Start of Source extract
MR - molar refractivity

log(1/WS) - water solubility; log(VP) - vapor pressure 

Multi-variate and artificial intelligence techniques are necessary to efficiently use our wealth of information. This information can then be used to suggest new chemical modifications for synthesis and testing. Ideally there is a continual exchange of information between the researchers doing QSAR studies, synthesis and testing. These techniques are frequently used and often very successful since they do not rely on knowning the biological basis of the disease which can be very difficult to determine.

The second phase is to generate a query for database searching. This model may be based on a pharmacophore( Functional group types (e.g. hbond donors, acceptors, hydrophobic regions) and the spatial arrangement of those groups on a molecule that interact with the receptor and are responsible for binding and biological activity). Ideally separate the binding pharmacophore from the activity pharmacophore to design a compound that binds but does not cause the biological activity (antagonist). Thus pharmacophore  identifies a few specific interactions that are responsible for the binding.

The query is generated by building a simplified model of the receptor site .

The next phase is to search databases for ligands that may bind to the chosen receptor. The 3D-pharmacophore is used in conformationally flexible searches for ligands that match the spatial distribution of the receptor. Alternatively, the receptor pocket can be used with auto-docking to find ligands that avoid close-contacts. The 3D-pharmacophore approach and the binding pocket approach are actually very similar, and queries can be fashioned that incorporate aspects of both approaches. Pharmacophores emphasize a few specific and varied types of interactions, while binding pockets emphasize steric interactions over the entire ligand. Some of  the docking programmes that are described below are widely used in the rational structure based drug design.

Docking can be accomplished by either geometric matching of the ligand and its receptor or by minimising the energy of interaction. The geometric matching algorithms form the majority of approaches because of their relative speed. A subdivision can be made in geometry matching based on descriptors and geometry matching based on fragments. One of the oldest docking programmes, DOCK (Kuntz et al.) is based on a description of the negative image of a spacefilling representation of the receptor that should be filled by the ligand. Matching of the structures in the Cambridge Structural Database with the DOCK images offered some of the early successes.

CAVEAT(Barret et al)  suggests ligands to a particular receptor, not based on the matching atoms, but rather based on the desired bond vectors. The concept of electrostatic complementarity is not addressed by Caveat, nor in the original versions of DOCK. Nowadays, recent improvements to DOCK are the addition of a force-field for energy evaluation, limited conformational flexibility and the inclusion of a hydrophobic term in the energy evaluation.

Based on fragments, instead of a descriptors, are the GROW (Moon et al.), HOOK (Eisen et al.)  Programmes. By slowly growing functional groups to a peptide, GROW proposes peptidic ligands for a given macromolecule. Which are easy to synthesise and evaluate pharmacologically. The HOOK programme proposes docking sites by using multiple copies of functional groups in simultaneous searches, followed by molecular mechanics or dynamics with the CHARm programme.

LUDI proposes somewhat larger fragments to match with the interaction sites of a macromolecule and scores its hits based on geometry criteria taken from the CSD, the PDB and on criteria based on binding data. The most recent improvement is the incorporation of hydrophobic terms and the loss of binding energy because of freezing of the internal ligand energy or torsional and translational rotors. 

The AutoDock programme , attempts to help in docking ligands in a flexible manner to their receptive proteins using a Monte Carlo Simulated Annealing approach. Recently, successful use of this method was reported in the design of HIV-1 protease inhibitors. The advantage of such a flexible procedure is evident.
End of Source extract
Start of Study material
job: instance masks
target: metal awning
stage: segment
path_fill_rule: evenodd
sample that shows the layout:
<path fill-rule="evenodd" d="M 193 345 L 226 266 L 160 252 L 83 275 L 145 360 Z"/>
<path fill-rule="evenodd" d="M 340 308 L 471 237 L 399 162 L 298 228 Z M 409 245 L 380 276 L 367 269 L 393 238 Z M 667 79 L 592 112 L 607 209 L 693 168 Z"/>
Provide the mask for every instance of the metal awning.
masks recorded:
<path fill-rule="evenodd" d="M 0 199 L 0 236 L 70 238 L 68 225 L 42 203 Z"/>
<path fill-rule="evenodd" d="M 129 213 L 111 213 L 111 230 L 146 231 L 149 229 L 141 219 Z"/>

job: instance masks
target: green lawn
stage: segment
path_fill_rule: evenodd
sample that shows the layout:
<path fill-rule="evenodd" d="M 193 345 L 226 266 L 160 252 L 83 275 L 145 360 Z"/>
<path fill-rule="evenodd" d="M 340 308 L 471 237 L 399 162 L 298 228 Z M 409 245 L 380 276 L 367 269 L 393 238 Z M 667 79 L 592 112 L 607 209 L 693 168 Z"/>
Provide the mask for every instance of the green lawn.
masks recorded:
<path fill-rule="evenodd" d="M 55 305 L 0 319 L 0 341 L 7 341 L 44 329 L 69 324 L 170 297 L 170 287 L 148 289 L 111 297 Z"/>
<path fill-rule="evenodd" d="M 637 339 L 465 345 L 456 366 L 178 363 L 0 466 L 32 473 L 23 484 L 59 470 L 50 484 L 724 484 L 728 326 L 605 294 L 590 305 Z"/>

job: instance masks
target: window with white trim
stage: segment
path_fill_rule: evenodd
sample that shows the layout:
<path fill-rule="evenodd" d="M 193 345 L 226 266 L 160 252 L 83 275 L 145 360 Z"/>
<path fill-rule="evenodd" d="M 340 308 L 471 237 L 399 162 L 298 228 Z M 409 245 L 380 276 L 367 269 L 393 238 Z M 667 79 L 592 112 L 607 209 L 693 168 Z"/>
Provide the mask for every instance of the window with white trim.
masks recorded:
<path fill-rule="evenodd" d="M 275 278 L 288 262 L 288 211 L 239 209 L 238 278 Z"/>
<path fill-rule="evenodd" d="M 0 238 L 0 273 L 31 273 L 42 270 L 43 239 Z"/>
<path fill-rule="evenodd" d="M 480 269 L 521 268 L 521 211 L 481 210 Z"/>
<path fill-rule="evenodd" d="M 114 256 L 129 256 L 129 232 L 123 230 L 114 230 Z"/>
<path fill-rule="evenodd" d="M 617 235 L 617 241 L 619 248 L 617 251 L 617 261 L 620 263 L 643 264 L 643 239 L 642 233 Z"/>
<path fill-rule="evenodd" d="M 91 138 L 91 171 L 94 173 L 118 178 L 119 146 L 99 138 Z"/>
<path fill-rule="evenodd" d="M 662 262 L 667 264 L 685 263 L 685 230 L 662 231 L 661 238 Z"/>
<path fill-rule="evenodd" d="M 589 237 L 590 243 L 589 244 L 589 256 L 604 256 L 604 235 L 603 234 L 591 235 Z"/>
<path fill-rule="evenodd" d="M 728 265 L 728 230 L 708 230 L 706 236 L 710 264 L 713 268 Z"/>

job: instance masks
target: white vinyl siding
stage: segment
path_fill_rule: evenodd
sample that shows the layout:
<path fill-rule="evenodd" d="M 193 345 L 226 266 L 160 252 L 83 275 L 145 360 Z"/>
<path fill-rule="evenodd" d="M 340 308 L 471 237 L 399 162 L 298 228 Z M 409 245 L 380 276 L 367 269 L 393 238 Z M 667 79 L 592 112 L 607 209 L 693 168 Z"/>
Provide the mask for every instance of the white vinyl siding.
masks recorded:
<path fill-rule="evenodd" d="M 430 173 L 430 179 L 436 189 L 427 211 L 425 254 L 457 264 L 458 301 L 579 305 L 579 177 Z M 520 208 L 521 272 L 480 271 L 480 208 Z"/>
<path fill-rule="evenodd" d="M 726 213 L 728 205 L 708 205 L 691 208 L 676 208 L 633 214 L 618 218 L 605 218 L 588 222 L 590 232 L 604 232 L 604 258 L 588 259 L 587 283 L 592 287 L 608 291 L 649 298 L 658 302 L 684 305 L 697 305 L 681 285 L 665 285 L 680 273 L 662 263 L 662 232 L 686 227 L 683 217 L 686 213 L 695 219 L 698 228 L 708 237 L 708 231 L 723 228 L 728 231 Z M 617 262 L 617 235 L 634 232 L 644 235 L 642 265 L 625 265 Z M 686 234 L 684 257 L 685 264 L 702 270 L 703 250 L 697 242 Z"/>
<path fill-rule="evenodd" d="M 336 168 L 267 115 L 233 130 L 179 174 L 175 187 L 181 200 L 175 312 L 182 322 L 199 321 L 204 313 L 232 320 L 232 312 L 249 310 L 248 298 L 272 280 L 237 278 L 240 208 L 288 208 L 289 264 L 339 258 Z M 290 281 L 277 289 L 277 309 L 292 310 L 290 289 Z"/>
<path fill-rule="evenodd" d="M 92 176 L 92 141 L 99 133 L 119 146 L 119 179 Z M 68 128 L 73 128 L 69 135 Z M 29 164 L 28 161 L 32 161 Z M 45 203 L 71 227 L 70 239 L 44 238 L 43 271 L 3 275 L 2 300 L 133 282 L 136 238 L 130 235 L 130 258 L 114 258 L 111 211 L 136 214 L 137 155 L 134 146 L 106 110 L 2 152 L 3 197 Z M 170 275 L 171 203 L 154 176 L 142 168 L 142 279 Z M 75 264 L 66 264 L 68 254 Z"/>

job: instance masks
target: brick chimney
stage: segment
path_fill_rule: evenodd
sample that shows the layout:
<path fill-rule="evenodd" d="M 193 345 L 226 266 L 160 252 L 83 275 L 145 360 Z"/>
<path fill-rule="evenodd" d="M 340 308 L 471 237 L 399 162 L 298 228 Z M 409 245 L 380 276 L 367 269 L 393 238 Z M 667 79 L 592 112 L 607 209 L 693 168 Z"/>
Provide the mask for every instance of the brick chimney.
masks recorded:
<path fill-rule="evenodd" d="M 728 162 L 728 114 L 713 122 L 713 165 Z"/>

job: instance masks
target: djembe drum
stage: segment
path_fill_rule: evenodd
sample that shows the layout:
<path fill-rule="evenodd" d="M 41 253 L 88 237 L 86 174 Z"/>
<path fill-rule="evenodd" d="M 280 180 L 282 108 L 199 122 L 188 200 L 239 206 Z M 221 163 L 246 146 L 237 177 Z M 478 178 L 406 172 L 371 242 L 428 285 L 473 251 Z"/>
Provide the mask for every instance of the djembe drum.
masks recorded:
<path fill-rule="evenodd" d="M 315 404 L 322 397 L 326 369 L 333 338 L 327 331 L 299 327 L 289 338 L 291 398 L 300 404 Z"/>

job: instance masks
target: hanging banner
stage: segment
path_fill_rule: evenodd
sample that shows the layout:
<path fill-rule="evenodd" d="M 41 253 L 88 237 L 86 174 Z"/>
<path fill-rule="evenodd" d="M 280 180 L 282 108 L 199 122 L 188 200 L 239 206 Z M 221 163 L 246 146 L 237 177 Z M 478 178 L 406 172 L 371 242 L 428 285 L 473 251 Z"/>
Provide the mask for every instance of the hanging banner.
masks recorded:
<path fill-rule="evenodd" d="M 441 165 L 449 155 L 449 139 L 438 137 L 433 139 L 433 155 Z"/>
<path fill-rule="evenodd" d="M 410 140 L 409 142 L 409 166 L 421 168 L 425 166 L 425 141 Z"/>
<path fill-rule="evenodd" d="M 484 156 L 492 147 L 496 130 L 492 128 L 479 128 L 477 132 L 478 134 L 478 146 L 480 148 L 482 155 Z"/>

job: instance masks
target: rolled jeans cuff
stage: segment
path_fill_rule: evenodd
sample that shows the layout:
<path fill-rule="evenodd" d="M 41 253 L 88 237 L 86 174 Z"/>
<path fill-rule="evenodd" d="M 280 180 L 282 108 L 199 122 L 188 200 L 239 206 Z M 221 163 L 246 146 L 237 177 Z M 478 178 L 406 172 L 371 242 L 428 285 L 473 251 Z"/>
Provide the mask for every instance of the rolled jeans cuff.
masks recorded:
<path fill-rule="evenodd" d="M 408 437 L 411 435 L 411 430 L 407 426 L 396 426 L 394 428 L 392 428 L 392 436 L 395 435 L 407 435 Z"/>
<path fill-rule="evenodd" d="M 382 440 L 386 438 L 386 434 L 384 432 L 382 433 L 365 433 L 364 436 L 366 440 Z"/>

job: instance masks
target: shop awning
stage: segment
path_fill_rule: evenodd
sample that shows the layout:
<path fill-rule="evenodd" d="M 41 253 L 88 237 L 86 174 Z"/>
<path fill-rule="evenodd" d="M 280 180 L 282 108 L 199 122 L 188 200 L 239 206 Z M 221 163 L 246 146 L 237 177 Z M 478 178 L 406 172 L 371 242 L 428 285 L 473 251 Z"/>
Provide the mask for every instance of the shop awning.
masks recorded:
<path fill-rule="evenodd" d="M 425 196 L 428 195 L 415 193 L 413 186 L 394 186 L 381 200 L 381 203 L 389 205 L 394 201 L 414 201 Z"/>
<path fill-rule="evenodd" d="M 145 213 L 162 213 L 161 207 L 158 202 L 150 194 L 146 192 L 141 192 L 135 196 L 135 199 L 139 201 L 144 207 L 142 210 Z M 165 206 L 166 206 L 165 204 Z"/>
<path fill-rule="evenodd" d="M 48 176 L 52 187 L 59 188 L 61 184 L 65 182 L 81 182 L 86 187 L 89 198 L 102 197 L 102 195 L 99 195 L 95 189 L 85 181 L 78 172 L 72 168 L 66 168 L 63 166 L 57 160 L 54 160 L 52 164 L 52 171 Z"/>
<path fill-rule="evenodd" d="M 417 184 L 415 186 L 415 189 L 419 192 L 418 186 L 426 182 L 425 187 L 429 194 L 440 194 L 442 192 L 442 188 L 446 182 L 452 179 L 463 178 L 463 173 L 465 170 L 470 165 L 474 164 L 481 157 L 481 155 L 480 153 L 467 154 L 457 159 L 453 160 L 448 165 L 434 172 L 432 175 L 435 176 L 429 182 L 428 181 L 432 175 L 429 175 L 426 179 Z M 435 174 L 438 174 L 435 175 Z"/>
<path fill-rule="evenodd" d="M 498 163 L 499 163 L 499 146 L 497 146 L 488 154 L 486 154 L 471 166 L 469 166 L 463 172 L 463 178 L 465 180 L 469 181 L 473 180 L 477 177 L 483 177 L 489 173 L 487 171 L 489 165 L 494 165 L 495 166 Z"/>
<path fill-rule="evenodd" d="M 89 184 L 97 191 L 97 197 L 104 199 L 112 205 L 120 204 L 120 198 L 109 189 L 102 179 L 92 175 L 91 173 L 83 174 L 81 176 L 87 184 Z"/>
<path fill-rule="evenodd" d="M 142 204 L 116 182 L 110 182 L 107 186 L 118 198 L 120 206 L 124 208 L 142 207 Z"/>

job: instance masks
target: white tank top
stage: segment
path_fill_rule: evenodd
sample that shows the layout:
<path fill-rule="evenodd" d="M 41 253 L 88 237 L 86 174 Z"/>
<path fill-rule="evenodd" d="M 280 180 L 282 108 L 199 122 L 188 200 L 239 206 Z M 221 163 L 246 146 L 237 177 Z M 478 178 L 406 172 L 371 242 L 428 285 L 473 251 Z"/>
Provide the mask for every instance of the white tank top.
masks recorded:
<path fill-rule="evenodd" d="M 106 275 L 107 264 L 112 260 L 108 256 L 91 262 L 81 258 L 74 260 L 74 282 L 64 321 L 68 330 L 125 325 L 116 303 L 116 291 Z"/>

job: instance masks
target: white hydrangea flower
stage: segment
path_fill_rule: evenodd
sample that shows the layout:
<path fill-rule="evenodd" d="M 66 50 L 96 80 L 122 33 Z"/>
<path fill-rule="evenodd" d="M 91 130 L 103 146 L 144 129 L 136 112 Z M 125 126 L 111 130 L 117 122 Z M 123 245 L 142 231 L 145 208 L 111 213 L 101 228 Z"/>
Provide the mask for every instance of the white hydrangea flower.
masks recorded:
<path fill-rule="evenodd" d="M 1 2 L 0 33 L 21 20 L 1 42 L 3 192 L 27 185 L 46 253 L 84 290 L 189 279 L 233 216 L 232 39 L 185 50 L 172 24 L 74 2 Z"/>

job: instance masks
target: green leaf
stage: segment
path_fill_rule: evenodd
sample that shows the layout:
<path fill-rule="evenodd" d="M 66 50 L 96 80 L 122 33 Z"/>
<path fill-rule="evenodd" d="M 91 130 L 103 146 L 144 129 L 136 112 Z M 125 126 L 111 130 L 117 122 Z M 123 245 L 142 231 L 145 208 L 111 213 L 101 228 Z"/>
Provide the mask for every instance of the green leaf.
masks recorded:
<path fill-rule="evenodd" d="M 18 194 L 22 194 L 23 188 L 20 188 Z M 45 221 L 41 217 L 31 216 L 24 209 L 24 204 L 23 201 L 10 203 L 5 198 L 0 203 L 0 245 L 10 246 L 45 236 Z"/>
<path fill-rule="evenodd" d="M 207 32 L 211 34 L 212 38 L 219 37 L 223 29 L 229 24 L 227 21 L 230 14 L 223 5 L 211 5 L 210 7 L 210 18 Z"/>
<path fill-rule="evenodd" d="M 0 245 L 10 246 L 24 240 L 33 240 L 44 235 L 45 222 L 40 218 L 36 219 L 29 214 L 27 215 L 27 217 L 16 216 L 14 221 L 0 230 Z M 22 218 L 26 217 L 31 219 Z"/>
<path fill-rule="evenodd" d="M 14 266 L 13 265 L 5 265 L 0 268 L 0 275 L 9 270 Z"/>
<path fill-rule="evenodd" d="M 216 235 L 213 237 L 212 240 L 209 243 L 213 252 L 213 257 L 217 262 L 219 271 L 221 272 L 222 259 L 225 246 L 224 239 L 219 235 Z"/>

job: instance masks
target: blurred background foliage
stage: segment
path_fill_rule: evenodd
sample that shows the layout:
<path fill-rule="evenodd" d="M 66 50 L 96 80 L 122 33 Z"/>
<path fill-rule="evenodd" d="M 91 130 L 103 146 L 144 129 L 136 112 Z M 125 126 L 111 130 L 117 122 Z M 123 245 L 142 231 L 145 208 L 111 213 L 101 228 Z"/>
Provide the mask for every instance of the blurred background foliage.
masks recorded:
End of Study material
__Study questions__
a) Translate this sentence from the drug design text into Spanish: "The geometric matching algorithms form the majority of approaches because of their relative speed."
b) Revise the drug design text between "The query is" and "based drug design.", inclusive, writing that passage out with "auto-docking" changed to "automated docking".
The lines above are separate material, apart from the drug design text.

__Solved problems__
a) Los algoritmos de emparejamiento geométrico constituyen la mayoría de los enfoques debido a su relativa rapidez.

b)
The query is generated by building a simplified model of the receptor site .

The next phase is to search databases for ligands that may bind to the chosen receptor. The 3D-pharmacophore is used in conformationally flexible searches for ligands that match the spatial distribution of the receptor. Alternatively, the receptor pocket can be used with automated docking to find ligands that avoid close-contacts. The 3D-pharmacophore approach and the binding pocket approach are actually very similar, and queries can be fashioned that incorporate aspects of both approaches. Pharmacophores emphasize a few specific and varied types of interactions, while binding pockets emphasize steric interactions over the entire ligand. Some of  the docking programmes that are described below are widely used in the rational structure based drug design.